## Set task
Arrange every one of the rows below as a numbered list, omitting any blank lines.

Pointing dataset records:
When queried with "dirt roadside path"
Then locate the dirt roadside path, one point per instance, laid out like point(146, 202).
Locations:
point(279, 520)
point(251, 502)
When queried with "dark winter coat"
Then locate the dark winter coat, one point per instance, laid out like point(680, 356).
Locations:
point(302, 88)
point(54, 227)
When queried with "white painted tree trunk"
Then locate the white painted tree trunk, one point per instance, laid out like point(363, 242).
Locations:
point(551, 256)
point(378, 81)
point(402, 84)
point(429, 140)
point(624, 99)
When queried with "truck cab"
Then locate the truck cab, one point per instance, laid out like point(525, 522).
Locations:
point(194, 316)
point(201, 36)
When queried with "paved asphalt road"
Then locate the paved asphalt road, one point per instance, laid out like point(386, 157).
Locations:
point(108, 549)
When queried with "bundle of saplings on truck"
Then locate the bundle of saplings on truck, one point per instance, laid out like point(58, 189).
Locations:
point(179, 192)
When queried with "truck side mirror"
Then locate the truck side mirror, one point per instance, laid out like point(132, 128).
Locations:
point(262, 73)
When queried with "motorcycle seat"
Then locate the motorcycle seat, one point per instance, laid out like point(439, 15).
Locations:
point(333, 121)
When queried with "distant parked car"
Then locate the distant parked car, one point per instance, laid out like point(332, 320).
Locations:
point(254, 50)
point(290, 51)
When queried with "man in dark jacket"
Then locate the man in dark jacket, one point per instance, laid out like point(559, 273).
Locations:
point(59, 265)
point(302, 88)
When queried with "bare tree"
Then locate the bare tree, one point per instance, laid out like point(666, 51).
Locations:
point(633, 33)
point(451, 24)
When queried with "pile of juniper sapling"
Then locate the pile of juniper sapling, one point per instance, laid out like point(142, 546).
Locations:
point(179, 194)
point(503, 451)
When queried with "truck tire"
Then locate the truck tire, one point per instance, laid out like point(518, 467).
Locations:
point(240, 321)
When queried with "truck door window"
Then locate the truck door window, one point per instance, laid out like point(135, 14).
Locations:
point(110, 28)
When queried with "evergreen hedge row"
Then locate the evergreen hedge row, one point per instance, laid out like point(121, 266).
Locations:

## Full solution
1. When queried with "dirt roadside path"
2. Then locate the dirt roadside path, one point per instance, laid out like point(146, 202).
3. Locations:
4. point(279, 520)
5. point(251, 502)
6. When queried with "dark winter coat"
7. Then locate the dark winter coat, one point per instance, laid out like point(680, 356).
8. Locations:
9. point(302, 88)
10. point(54, 227)
11. When queried with "white painted tree trunk"
12. Then locate the white painted tree trunk, one point per instance, laid out like point(363, 242).
13. Locations:
14. point(551, 256)
15. point(378, 81)
16. point(402, 84)
17. point(429, 140)
18. point(624, 99)
19. When queried with "truck cab"
20. Then locate the truck cab, one point per instance, laid out like point(525, 522).
21. Locations:
22. point(194, 316)
23. point(201, 36)
24. When queried with "paved asphalt road"
25. Then locate the paved asphalt road, one point per instance, laid out like point(386, 157).
26. Locations:
27. point(108, 549)
28. When queried with "bundle of saplings on truck"
29. Then locate the bundle of saplings on truck, one point per instance, laid out like point(58, 189).
30. Locations:
31. point(179, 192)
32. When queried with "truck side mirror"
33. Then locate the truck side mirror, one point per instance, laid out like point(132, 128).
34. Locations:
35. point(262, 73)
36. When queried with "motorcycle seat"
37. Then locate the motorcycle seat, one point per instance, laid out like point(439, 15).
38. Locations:
39. point(333, 121)
40. When queried with "distant parked car"
41. Then locate the distant parked car, one point per instance, laid out like point(332, 320).
42. Locations:
43. point(254, 50)
44. point(290, 51)
45. When queried with "man in dark jacket"
46. Then locate the man in dark jacket, one point per instance, laid out like point(559, 273).
47. Locations:
48. point(59, 265)
49. point(302, 88)
50. When queried with "bare tree"
51. Then locate the bare tree, one point per instance, laid out like point(666, 51).
52. Locations:
53. point(633, 33)
54. point(451, 24)
55. When queried with "pile of juniper sapling"
56. Then locate the pile of juniper sapling, one point per instance, laid out like point(142, 546).
57. Locations:
58. point(179, 194)
59. point(503, 451)
60. When queried with "truck tire"
61. Then locate the truck tire, one point per instance, laid out like point(518, 467).
62. Locations:
63. point(240, 321)
64. When queried with "truck door window"
65. Then locate the truck door window, one point per instance, laid out like point(135, 14).
66. Locations:
67. point(110, 28)
68. When queried with "evergreen hedge row"
69. Then locate the evergreen hedge row, one point per instance, laid out like point(121, 266).
70. Locations:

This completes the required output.